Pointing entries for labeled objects
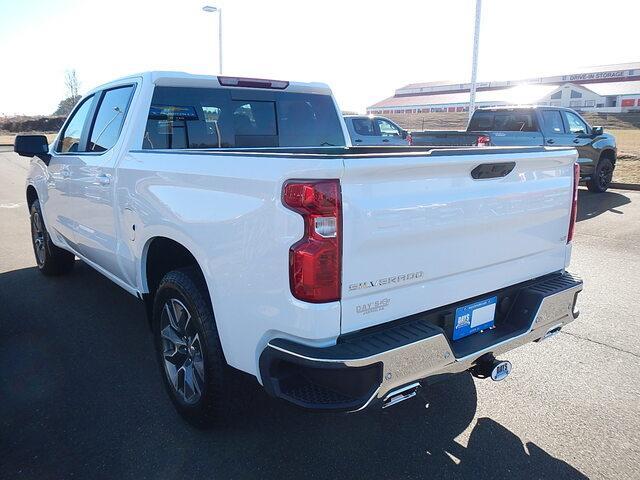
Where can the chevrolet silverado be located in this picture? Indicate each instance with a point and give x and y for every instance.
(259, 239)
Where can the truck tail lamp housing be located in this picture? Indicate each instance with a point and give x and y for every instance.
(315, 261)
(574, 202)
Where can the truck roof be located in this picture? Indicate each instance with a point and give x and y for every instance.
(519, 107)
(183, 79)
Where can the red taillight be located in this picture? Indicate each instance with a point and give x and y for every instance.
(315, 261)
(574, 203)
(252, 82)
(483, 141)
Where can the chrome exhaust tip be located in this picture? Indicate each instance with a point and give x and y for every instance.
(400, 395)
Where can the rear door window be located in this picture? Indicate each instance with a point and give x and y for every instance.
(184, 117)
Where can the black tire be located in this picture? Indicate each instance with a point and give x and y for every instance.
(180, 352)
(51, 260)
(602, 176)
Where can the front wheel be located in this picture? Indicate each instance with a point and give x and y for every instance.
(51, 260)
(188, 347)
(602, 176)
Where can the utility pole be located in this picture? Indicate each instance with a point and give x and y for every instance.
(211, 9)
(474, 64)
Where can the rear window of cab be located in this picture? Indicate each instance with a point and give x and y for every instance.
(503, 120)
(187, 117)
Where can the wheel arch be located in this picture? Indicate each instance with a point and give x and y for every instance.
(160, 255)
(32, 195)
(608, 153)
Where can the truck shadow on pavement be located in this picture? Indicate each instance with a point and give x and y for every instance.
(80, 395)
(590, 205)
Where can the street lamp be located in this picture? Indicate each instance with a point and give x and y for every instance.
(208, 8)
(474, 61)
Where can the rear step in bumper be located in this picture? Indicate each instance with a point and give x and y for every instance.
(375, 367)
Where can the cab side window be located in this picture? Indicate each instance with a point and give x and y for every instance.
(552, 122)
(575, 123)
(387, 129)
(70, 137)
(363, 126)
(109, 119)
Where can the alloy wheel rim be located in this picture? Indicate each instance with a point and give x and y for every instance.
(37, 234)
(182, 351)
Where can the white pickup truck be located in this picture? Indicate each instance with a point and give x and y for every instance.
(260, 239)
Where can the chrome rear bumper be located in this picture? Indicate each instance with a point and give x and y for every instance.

§ **What is needed**
Repeat all of the records above word for word, leaving out the pictures.

§ **Correct answer**
Where can the chevrolet silverado be located in this picture? Indicate each instance with a point and give x and y for every instance.
(259, 239)
Where can the truck tail lamp housing be located in this picture? Indicate each instance with a point and give x and y for every instance.
(315, 261)
(574, 202)
Where can the truck roof be located in this picture? Indicate each instance with a point and give x and y for every instance.
(519, 107)
(183, 79)
Where can the red taillight be located in this picture? Indicate each instance with a point and give x and y for every instance.
(315, 261)
(574, 203)
(252, 82)
(483, 141)
Where can the chrome exhaust tip be located in this picture? Indicate each instance with a point and give x and y for every instance.
(400, 395)
Where can the rear door window be located in this picture? Indicate each instance with a point and give x and y for every instance.
(184, 117)
Where can the black tire be located in this picture? Indicate each instance with a point and give x and y for every instance.
(180, 352)
(51, 260)
(602, 176)
Where can the front wheel be located in this picture? Indicate each instance with a point and give x and y for every instance.
(51, 260)
(188, 347)
(602, 176)
Where can the utility pole be located in this picture? Indicate each instance with a point and give x and y for every instance.
(211, 9)
(474, 64)
Where can the rear window of cab be located in this picture? Indicate each instance with a point and give x and y for every instance.
(503, 120)
(187, 117)
Where can the wheel arch be located in this picture? Indicate each instance with a point and give x and y for every instance.
(160, 255)
(32, 195)
(608, 153)
Where can the truck shadow on pavement be located in this picture? Indicate each instance with a point and give x and y for every instance.
(80, 395)
(590, 205)
Where can the street lamp be located in this picture? Indicate each instance with a point and give x and y for every instance.
(208, 8)
(474, 61)
Where can the rear step in bumper be located in this picture? Indicate each instance with a point and give x and y for every instance.
(375, 367)
Where can the cab side window be located in this picture? Indicate each instance with a point and give x and y for every instance.
(552, 122)
(575, 123)
(387, 129)
(70, 137)
(363, 126)
(109, 119)
Where can the alloy wheel rim be located in this picture? Indicate each instance with a point and give x and y for every instance.
(37, 234)
(182, 351)
Where can the white pickup truck be located in this picture? Indicate each instance with a point and give x and y for every instance.
(260, 239)
Where can the chrome rear bumper be located in this picture? Indicate each instance with a point and give x and y for every instance.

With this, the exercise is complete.